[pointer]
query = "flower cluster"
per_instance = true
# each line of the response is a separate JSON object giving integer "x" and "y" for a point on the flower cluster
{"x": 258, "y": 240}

What is expected >> Rescale the material above by reproducing every line, requests included, with each x and y coordinate in the answers multiplied by 0.45. Round each result to the nearest whole number, with halves going up.

Answer for this exercise >>
[pointer]
query = "flower cluster"
per_instance = true
# each line of the response is a separate JSON object giving integer "x" and "y" for a point on the flower cluster
{"x": 116, "y": 108}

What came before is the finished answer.